Raw data:
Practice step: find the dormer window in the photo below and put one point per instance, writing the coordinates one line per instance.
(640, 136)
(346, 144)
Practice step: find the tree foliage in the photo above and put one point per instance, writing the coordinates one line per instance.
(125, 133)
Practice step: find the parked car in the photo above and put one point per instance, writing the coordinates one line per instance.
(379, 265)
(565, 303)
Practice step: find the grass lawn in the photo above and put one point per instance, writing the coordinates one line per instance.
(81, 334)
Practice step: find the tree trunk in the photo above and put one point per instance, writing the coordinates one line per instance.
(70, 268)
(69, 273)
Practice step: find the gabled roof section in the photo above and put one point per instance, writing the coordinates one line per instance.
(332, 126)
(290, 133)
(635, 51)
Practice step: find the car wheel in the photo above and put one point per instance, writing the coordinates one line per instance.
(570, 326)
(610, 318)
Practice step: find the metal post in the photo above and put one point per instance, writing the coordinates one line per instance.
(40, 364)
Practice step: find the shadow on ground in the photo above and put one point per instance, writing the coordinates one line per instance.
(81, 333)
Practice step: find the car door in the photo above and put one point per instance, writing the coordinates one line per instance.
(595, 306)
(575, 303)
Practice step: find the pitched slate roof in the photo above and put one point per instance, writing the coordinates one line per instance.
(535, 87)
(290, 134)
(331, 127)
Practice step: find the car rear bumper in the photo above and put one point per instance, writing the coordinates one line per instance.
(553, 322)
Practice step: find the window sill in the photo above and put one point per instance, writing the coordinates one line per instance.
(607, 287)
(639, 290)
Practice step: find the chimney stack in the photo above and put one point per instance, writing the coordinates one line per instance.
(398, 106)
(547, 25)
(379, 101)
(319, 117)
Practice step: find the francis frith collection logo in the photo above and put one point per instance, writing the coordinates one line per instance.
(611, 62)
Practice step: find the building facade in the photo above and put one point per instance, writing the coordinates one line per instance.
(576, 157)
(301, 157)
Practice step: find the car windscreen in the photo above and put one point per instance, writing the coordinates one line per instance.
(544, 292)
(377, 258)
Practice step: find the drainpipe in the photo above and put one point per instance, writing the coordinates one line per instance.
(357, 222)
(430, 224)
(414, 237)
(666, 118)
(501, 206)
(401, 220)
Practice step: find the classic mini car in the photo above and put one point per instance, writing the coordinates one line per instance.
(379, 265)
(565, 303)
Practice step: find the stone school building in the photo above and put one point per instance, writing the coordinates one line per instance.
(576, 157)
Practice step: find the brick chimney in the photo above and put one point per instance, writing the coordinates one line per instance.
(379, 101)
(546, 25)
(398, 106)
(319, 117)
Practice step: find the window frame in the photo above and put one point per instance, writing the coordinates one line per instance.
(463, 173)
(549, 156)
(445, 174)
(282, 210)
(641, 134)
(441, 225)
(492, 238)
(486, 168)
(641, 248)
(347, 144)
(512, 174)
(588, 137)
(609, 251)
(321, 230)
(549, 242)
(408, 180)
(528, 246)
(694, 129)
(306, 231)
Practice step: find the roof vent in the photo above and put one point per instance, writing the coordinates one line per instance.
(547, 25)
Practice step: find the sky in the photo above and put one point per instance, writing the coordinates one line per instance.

Given request:
Rewrite the stretch from the line containing "Practice step: find the roof" through the end of the entries, swapping "coordinates" for "positions" and keeping everything else the same.

Solution to this exercise:
Practice step: find the roof vent in the photo above and put one point per instance, writing the positions one line per instance.
(547, 25)
Practice step: find the sky in the photo above and put one point per instance, writing the positions one line per instance.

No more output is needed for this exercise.